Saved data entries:
———

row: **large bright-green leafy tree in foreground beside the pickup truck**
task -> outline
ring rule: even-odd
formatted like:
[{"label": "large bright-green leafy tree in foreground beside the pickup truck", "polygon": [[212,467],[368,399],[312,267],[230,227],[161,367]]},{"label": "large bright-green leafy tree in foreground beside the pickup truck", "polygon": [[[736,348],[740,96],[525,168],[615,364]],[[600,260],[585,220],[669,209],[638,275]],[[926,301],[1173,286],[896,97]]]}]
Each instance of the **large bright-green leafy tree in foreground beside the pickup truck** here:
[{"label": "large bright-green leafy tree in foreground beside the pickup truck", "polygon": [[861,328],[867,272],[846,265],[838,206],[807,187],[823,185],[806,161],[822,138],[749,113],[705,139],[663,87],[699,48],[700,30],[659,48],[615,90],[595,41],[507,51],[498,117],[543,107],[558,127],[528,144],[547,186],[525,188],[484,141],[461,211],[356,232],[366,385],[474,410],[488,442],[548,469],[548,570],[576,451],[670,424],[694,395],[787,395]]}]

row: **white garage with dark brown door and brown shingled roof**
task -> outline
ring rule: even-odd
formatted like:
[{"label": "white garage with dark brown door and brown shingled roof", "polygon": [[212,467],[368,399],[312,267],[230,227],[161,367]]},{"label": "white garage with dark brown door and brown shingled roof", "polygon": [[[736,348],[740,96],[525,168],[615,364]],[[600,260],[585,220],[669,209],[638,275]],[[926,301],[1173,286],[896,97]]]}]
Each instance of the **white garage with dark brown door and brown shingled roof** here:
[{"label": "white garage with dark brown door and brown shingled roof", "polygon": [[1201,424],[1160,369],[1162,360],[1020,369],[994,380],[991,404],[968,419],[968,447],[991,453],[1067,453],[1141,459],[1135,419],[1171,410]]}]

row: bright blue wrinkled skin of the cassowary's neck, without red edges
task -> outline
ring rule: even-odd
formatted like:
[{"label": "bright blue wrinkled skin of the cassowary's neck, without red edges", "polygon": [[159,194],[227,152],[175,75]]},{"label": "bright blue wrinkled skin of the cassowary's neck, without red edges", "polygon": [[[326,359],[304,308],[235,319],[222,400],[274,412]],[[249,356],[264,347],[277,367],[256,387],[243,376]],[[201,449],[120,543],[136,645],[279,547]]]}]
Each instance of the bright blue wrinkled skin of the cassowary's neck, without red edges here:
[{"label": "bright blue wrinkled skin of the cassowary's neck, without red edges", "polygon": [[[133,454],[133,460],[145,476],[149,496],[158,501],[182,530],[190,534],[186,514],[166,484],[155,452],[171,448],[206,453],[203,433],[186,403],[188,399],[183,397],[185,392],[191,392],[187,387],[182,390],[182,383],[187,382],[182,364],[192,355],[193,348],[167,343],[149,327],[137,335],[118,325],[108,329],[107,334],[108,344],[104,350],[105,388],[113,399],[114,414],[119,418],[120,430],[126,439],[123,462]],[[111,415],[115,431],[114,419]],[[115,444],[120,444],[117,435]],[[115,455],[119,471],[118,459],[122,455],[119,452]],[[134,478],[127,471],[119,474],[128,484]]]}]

———

Every line of the data above belongs in the answer, unchanged.

row: **large bright-green leafy tree in foreground beside the pickup truck**
task -> outline
ring rule: even-odd
formatted like:
[{"label": "large bright-green leafy tree in foreground beside the pickup truck", "polygon": [[212,467],[368,399],[312,267],[230,227],[161,367]]},{"label": "large bright-green leafy tree in foreground beside the pickup truck", "polygon": [[[736,348],[740,96],[525,168],[615,364]],[[600,260],[585,220],[669,209],[638,275]],[[926,301],[1173,286],[896,97]]]}]
Each instance of the **large bright-green leafy tree in foreground beside the pickup truck** here:
[{"label": "large bright-green leafy tree in foreground beside the pickup truck", "polygon": [[861,328],[867,272],[846,265],[838,206],[807,187],[823,185],[806,161],[822,138],[749,113],[705,139],[663,87],[699,48],[700,30],[659,48],[615,90],[595,41],[507,51],[498,117],[543,107],[558,127],[528,144],[547,186],[525,188],[484,141],[461,211],[356,232],[366,385],[474,410],[488,442],[548,469],[548,570],[576,451],[670,424],[694,395],[787,395]]}]

row: **white garage with dark brown door and brown shingled roof**
task -> outline
ring rule: even-odd
formatted like:
[{"label": "white garage with dark brown door and brown shingled roof", "polygon": [[212,467],[368,399],[312,267],[230,227],[161,367]]},{"label": "white garage with dark brown door and brown shingled roof", "polygon": [[[736,348],[740,96],[525,168],[615,364]],[[600,260],[585,220],[669,209],[638,275]],[[926,301],[1173,286],[896,97]]]}]
Each instance of the **white garage with dark brown door and brown shingled roof** here:
[{"label": "white garage with dark brown door and brown shingled roof", "polygon": [[1201,424],[1160,369],[1162,360],[1020,369],[994,380],[991,404],[968,419],[968,447],[991,453],[1067,453],[1141,459],[1135,419],[1171,410]]}]

row: bright blue wrinkled skin of the cassowary's neck, without red edges
task -> outline
ring rule: even-odd
formatted like:
[{"label": "bright blue wrinkled skin of the cassowary's neck, without red edges", "polygon": [[159,194],[227,152],[175,75]]},{"label": "bright blue wrinkled skin of the cassowary's neck, without red edges", "polygon": [[[326,359],[304,308],[235,319],[222,400],[274,412]],[[249,356],[264,347],[277,367],[256,387],[243,376]],[[201,449],[120,543],[136,645],[279,547]]]}]
Each instance of the bright blue wrinkled skin of the cassowary's neck, without red edges here:
[{"label": "bright blue wrinkled skin of the cassowary's neck, without red edges", "polygon": [[[133,454],[133,460],[145,476],[149,496],[158,501],[182,530],[190,534],[186,514],[166,484],[155,452],[171,448],[206,453],[203,433],[186,403],[188,399],[183,397],[185,392],[191,392],[187,387],[182,390],[182,383],[187,382],[182,364],[192,355],[193,348],[167,343],[149,327],[137,335],[118,325],[108,329],[107,334],[108,344],[104,350],[105,388],[113,399],[114,414],[119,418],[120,430],[126,439],[123,462]],[[111,415],[115,431],[114,419]],[[115,444],[120,444],[117,435]],[[115,455],[119,471],[118,459],[122,455],[119,452]],[[134,478],[127,471],[119,474],[128,484]]]}]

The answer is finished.